[TASK]
If a line in the material below has the string "would", copy it out.

[AVAILABLE RECORDS]
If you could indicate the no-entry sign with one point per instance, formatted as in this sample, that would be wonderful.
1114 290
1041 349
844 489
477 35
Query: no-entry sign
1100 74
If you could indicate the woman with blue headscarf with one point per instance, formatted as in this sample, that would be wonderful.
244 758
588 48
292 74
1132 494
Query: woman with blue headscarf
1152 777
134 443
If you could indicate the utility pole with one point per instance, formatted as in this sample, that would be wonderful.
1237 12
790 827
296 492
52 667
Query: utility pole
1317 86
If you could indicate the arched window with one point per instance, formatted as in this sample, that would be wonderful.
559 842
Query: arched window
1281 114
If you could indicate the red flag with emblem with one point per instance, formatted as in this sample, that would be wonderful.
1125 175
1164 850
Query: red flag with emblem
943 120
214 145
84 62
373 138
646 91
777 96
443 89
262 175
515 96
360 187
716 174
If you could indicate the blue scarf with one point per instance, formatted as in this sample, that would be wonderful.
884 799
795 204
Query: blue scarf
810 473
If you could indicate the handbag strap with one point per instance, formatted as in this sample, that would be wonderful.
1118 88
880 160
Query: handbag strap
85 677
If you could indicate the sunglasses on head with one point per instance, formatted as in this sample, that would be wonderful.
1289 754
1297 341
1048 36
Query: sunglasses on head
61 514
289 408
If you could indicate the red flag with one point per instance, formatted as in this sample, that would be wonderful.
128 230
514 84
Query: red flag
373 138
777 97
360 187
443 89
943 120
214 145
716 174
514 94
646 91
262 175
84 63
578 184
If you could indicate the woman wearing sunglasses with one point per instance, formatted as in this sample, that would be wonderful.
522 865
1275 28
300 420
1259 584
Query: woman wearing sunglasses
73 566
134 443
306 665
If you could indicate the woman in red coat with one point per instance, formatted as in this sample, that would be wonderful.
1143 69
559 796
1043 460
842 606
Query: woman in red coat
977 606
---
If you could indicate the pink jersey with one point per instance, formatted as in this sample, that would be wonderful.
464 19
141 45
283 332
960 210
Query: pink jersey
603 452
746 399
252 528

[TASK RESPONSE]
If you could indicate the no-entry sign with one point per instance, formatted as in this sample, that would be wonderful.
If you could indicate the woman with blue headscarf with one point per instance, formatted as in this sample, that would be wonderful.
If you could indicate the utility pole with one point per instance, formatted as in this sample, that would be wonderful.
If you could indicate the arched window with one point per instance, formatted as in this sample, that would be wonderful.
If you could indicate the red flag with emblem with one point per instance, formatted as in this sample, that would be wonderful.
If you could indicate the blue scarf with one point per instance, formatted as in this sample, that would be wonderful.
If you could indicate the handbag strap with one point per instance, formatted as in this sample, that would be wonderful.
If you could indicate the sunglasses on head with one point per instance, formatted as in this sample, that would be wonderful.
If you could indicate the red flag with one point per instance, formatted as in this sample, that would be wonderful.
If you could indicate the woman wearing sunglasses with one point per instance, formatted as in this sample, that would be wonderful.
If you could indicate the woman in red coat with one point per instance, formatted as in this sample, that would be wonderful.
If you could indicate the pink jersey with one point per instance, formatted as in this sample, that would be wonderful.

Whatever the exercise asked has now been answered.